>>>
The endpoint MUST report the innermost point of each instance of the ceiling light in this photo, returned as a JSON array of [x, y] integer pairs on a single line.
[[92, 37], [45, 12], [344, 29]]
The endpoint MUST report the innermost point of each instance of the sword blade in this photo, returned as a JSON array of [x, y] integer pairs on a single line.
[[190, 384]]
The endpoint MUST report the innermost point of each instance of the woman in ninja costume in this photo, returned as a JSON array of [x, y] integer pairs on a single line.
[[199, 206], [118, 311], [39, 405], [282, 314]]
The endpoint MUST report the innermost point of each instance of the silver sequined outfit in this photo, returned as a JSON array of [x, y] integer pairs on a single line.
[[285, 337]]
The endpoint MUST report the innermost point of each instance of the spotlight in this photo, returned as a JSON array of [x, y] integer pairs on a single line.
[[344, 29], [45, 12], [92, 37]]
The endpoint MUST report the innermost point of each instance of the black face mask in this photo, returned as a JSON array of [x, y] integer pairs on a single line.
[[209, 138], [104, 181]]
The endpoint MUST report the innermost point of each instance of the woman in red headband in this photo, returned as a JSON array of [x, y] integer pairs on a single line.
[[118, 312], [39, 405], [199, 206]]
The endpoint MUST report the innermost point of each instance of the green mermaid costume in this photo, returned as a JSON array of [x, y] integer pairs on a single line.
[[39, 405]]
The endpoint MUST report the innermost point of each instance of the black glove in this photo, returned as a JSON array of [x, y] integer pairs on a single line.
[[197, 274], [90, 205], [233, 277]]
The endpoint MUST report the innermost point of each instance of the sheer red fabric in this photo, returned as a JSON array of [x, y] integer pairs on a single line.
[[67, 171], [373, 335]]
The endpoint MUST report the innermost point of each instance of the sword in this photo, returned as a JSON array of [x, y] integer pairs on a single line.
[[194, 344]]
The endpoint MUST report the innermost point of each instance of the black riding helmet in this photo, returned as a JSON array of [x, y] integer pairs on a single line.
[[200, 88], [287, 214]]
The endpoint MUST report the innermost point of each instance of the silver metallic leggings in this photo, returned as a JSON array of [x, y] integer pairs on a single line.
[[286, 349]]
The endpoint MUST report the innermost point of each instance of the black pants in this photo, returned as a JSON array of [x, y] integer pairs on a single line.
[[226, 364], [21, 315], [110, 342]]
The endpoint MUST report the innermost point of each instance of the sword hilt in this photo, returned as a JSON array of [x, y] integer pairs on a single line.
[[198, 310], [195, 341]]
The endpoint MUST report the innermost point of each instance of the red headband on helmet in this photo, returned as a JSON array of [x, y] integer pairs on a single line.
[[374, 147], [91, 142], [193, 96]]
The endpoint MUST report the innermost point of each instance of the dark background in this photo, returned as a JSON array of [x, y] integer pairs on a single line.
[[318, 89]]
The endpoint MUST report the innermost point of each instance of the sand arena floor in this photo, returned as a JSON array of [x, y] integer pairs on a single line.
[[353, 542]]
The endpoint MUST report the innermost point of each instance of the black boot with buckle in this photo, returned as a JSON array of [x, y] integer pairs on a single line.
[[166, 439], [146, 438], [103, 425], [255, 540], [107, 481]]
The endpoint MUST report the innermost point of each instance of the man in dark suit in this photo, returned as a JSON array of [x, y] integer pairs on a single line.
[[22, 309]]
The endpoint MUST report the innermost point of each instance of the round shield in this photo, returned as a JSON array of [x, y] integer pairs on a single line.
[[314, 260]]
<<<
>>>
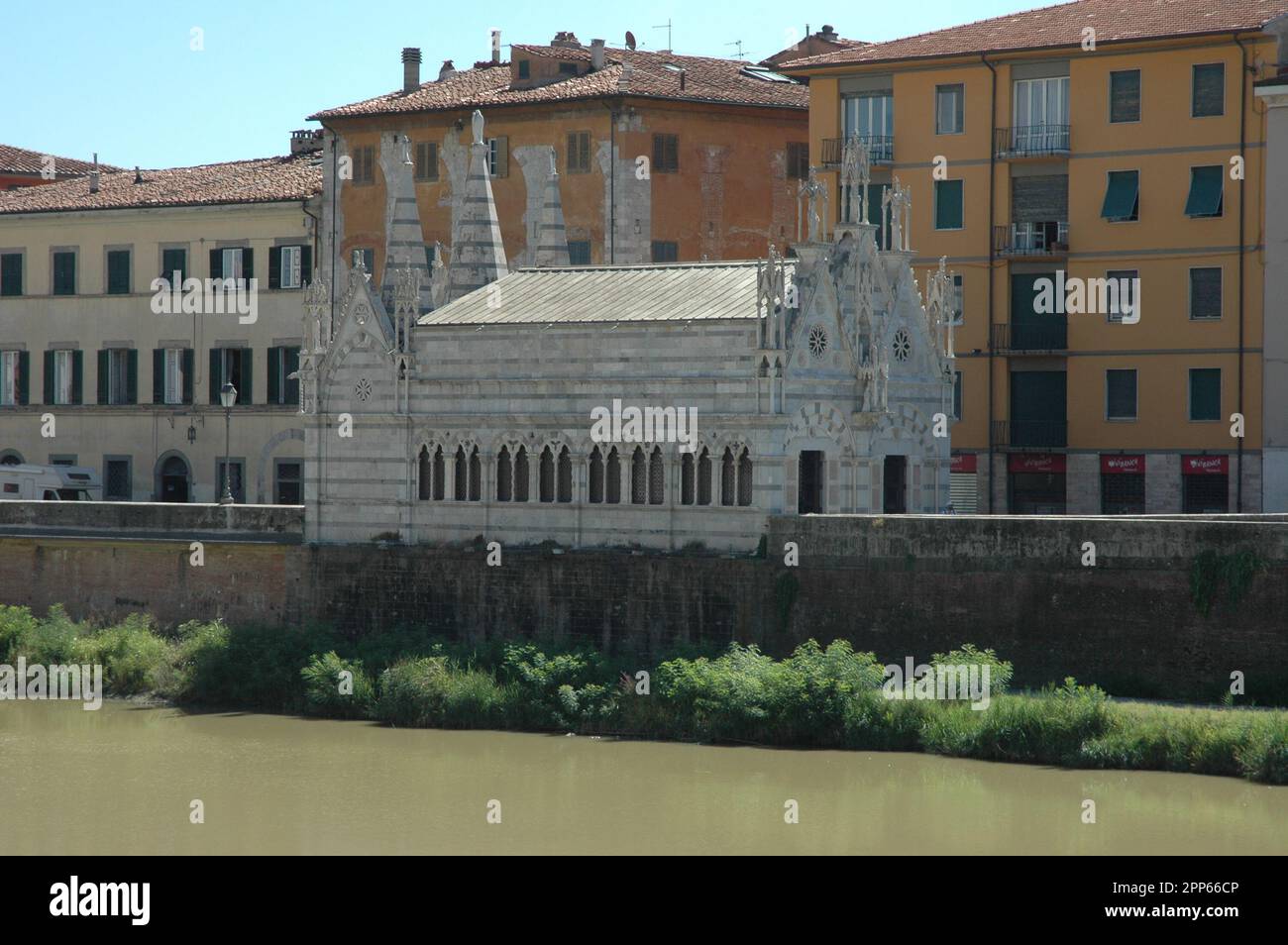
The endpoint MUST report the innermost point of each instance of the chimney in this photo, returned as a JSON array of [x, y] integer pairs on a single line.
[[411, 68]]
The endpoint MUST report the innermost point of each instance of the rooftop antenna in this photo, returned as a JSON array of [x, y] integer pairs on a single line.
<<<
### [INSTRUCTIONS TO FOLLOW]
Recast the part of the material above that opens with the line containing "the black pants" and closes with the line containing "[[353, 542]]" as a JSON list of strings. Use one string per line and leave out blank lines.

### [CORRECT RESPONSE]
[
  "The endpoint MUST report the innermost point of each instance of the black pants in this photo, returned as a JSON array of [x, y] integer pairs on a single line.",
  "[[226, 364], [21, 315], [110, 342]]",
  "The endpoint MUST report the innermost point of each instance of the sword hilt in this photo, returned as a JSON array of [x, y] integer pairs on a single line.",
  "[[198, 310], [195, 341]]",
  "The endpoint MUST report the innermost point of each instance of the red headband on helmet in this photo, returned as a JSON array of [x, y] integer pairs on a single line.",
  "[[374, 147], [91, 142], [193, 96]]",
  "The endpoint MUST report the innermost point of each instance of the dark background in this photo, returned as a JSON array of [x, y] integer pairs on a single line.",
  "[[318, 89]]",
  "The endpoint MUST report the innermost point of each instance of the sand arena floor in this photo, returned as a JSON array of [x, y] integer pairs on a single line.",
  "[[353, 542]]"
]